-- START Listed entries --
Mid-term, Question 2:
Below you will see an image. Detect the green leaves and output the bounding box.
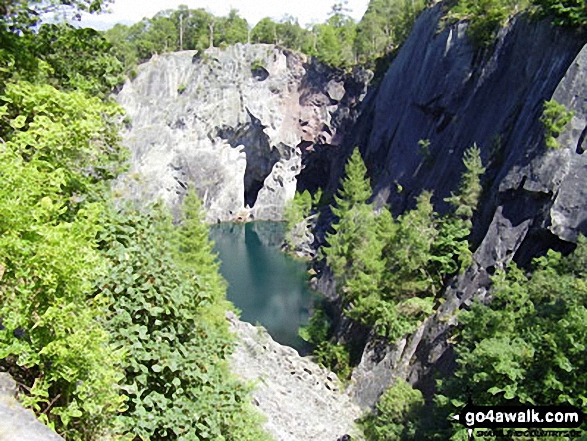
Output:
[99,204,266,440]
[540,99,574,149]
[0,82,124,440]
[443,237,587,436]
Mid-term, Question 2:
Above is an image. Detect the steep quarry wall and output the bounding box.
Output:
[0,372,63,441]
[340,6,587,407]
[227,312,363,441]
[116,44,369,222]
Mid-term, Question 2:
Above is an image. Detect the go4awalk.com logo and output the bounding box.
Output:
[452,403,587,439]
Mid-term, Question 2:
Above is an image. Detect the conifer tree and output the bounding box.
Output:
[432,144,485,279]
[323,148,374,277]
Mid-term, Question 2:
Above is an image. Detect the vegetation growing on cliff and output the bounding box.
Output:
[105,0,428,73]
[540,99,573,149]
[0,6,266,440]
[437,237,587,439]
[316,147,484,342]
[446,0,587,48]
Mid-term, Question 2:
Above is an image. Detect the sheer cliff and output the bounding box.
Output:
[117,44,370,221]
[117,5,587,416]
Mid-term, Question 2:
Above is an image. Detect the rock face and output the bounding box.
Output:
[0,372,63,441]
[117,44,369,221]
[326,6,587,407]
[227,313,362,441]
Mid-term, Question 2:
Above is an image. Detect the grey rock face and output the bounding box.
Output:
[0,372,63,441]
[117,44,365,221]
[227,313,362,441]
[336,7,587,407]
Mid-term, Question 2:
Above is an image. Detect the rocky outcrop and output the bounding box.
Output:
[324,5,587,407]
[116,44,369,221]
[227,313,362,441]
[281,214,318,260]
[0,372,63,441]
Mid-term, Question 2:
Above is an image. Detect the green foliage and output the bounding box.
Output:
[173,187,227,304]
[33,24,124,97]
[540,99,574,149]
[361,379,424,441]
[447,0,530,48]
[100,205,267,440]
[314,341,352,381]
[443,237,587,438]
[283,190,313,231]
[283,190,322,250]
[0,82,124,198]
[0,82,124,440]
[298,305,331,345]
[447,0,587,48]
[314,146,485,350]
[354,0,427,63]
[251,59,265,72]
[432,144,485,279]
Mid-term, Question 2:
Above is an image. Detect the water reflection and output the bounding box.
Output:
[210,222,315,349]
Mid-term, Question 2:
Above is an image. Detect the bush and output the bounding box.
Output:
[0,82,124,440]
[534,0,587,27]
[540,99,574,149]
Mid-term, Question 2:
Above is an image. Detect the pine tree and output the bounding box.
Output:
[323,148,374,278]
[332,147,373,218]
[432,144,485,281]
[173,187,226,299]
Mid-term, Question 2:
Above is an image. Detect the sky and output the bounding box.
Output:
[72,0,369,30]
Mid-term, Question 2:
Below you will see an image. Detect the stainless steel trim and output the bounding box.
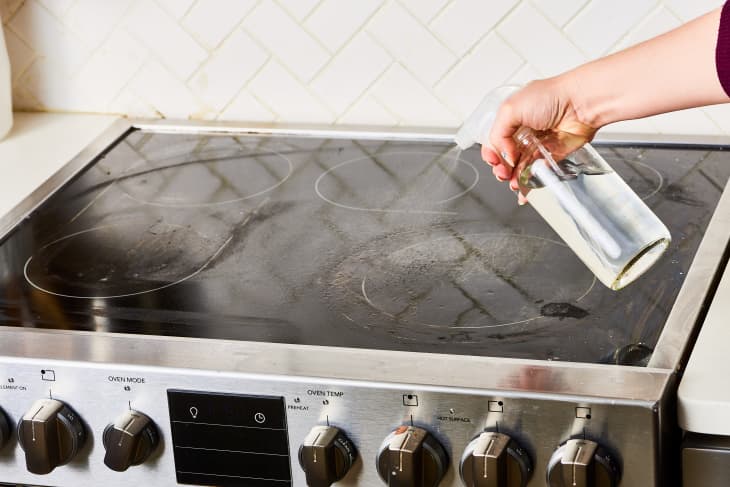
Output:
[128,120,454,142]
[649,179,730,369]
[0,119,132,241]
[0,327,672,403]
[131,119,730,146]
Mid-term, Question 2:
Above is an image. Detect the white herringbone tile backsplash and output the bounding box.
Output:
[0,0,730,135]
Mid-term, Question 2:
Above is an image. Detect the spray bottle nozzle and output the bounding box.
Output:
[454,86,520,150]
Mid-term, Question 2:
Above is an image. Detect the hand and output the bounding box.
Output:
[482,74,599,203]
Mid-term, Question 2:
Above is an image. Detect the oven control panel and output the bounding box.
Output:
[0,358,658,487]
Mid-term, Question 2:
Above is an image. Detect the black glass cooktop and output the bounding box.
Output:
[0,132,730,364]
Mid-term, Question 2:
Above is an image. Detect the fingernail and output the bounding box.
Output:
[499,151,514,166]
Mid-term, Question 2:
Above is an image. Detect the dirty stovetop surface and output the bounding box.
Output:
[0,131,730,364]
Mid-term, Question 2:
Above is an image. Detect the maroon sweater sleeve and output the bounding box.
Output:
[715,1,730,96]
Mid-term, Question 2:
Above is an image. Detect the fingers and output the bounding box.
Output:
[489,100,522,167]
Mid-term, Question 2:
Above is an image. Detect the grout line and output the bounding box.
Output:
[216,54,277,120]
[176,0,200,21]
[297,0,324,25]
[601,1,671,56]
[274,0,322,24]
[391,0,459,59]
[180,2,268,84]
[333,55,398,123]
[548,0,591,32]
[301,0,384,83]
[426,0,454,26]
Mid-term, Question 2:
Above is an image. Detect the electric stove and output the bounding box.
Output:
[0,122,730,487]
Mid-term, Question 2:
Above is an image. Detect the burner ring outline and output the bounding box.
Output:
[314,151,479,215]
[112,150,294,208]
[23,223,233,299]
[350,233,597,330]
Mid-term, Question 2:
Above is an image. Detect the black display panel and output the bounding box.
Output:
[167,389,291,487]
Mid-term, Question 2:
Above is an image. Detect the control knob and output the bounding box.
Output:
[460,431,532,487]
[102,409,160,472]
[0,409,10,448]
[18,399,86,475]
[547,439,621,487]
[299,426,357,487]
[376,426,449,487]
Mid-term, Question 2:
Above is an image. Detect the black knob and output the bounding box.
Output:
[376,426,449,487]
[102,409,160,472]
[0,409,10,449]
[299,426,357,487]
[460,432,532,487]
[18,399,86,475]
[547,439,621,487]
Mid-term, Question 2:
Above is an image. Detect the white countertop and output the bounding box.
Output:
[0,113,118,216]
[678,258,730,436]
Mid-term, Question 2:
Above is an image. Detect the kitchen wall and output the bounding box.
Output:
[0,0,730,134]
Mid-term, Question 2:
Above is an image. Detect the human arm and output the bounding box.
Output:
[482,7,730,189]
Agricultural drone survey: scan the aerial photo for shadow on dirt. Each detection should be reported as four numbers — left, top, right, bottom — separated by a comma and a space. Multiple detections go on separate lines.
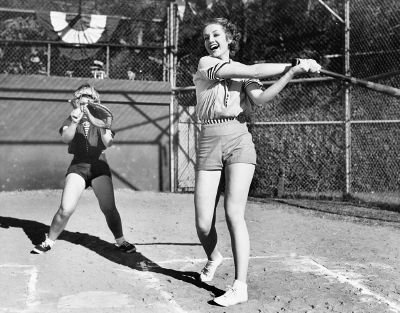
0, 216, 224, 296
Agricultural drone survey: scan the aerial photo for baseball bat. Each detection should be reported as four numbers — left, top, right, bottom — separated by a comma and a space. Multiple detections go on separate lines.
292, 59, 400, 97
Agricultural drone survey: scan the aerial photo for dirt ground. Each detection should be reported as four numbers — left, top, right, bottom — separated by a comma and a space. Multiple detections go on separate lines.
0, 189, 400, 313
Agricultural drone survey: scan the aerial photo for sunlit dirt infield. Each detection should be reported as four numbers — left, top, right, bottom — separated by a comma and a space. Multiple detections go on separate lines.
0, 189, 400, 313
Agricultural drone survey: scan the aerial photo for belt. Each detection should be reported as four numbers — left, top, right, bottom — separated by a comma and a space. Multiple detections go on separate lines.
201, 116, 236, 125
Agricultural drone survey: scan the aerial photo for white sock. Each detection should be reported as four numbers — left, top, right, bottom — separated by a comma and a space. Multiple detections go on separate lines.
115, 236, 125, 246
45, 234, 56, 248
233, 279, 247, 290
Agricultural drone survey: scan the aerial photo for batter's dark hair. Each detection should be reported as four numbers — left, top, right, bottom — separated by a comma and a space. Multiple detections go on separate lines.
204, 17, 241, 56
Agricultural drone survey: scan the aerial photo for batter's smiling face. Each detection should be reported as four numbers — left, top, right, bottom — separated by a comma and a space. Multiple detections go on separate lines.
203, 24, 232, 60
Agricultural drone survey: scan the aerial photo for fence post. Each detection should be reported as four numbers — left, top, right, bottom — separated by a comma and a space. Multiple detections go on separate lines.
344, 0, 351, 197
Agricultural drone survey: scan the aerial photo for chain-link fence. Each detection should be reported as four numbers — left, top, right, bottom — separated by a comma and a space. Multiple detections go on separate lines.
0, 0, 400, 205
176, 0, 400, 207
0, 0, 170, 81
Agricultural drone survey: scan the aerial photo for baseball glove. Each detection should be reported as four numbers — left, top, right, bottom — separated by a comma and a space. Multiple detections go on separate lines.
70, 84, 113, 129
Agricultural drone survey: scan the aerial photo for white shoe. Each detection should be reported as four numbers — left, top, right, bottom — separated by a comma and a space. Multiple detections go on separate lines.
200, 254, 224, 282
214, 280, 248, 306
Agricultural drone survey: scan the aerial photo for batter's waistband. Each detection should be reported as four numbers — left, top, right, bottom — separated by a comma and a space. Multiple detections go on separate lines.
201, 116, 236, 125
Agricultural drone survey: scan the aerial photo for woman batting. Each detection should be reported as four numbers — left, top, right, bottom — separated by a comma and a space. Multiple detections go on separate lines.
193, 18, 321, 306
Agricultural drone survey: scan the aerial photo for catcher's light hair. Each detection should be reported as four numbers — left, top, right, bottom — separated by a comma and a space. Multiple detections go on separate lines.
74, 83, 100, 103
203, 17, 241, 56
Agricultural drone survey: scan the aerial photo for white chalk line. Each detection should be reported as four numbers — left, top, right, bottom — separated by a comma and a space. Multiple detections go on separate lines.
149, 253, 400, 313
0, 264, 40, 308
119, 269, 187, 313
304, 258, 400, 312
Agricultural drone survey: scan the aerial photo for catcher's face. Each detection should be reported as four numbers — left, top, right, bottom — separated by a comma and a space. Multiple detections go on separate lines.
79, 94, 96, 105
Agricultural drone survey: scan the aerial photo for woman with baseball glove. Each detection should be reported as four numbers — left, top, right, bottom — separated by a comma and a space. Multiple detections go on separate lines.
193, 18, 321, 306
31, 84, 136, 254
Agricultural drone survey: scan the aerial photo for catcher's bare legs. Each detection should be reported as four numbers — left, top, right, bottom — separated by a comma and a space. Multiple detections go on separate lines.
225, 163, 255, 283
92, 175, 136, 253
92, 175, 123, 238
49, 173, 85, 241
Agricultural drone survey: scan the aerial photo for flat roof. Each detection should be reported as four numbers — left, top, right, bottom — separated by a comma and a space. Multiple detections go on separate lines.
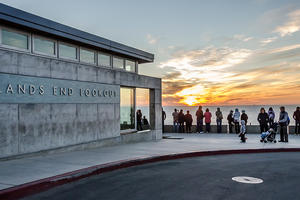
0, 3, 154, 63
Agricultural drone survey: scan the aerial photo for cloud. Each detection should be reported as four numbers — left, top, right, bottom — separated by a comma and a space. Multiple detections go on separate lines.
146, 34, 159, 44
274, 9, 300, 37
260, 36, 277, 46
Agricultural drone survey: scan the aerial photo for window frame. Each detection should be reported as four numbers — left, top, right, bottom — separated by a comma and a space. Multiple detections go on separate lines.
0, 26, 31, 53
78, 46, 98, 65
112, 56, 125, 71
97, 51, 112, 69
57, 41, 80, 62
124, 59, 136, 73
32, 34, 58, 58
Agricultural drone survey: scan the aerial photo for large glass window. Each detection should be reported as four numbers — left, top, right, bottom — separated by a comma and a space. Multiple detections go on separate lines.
-- END Listed entries --
### Your goal
Starting at the line with "Agricultural drone survey: scan the aerial photo for shadow" and ending at the line with "0, 216, 224, 296", give those lines of the entries as a JSON list of strings, one per line. Omit blank lines and the picture.

### Exercise output
[
  "Agricultural drone survey: scan the aerial photo for shadow on dirt. Each detection should be reported as four numbers — left, top, right, bottom — separated by a comma and a space. Multiple detections go on separate lines.",
  "0, 216, 224, 296"
]